Goal:
Filter the lines below and copy each one that contains the word "pink", matching case exactly.

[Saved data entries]

____

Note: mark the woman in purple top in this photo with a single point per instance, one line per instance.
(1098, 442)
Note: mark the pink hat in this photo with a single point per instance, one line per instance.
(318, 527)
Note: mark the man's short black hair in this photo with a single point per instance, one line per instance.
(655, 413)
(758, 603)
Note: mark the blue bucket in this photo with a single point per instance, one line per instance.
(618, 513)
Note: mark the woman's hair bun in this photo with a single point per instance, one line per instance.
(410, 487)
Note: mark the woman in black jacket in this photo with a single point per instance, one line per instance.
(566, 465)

____

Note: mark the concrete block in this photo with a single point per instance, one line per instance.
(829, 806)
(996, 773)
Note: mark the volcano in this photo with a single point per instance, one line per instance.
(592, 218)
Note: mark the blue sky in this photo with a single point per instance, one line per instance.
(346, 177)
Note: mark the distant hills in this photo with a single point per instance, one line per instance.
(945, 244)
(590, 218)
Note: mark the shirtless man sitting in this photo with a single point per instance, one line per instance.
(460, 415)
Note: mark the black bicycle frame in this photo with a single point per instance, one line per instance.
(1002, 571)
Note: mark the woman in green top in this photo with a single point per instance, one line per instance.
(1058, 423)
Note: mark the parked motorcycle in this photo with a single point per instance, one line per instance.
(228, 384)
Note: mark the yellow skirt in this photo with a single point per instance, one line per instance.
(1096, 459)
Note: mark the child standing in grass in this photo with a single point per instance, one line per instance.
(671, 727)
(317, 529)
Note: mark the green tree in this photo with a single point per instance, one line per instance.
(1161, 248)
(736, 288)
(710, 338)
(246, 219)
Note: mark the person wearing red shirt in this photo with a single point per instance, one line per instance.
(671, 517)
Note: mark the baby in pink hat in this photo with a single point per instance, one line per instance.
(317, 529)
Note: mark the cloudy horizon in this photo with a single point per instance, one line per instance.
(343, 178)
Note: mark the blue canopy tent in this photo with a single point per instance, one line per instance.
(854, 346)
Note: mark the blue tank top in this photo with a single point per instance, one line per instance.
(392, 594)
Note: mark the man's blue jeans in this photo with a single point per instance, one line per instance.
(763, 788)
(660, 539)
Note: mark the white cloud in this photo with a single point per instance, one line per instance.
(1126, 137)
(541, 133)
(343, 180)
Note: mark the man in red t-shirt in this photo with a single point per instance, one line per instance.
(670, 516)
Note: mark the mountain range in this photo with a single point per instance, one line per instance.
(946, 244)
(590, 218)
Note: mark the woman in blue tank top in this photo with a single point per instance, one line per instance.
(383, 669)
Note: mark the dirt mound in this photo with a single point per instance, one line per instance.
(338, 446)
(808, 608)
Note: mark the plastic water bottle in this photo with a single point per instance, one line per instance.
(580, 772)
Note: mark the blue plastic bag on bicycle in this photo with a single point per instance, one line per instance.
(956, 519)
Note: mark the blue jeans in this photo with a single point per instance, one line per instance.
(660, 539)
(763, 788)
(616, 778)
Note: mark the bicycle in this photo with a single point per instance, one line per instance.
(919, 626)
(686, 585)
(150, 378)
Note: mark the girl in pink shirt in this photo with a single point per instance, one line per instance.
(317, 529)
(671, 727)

____

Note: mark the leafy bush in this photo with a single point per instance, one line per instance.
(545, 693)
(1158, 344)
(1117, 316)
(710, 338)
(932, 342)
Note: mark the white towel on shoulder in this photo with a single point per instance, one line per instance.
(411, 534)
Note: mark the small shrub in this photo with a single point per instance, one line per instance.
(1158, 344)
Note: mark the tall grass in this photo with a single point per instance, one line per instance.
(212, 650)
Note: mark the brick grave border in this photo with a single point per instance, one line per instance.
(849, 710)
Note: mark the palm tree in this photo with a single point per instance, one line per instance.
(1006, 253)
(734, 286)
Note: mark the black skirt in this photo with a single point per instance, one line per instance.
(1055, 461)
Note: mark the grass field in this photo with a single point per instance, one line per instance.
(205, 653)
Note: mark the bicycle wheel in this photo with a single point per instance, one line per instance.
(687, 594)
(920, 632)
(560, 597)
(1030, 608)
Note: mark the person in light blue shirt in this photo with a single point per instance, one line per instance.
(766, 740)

____

The reply:
Note: mark the pink hat in this photo with a single point per instance, one line per instance.
Note: mark the baby in pink hat in this photo with a single point per instance, one line per instance.
Note: mark the girl in pink shirt in this photo with a single point per instance, one line per instance.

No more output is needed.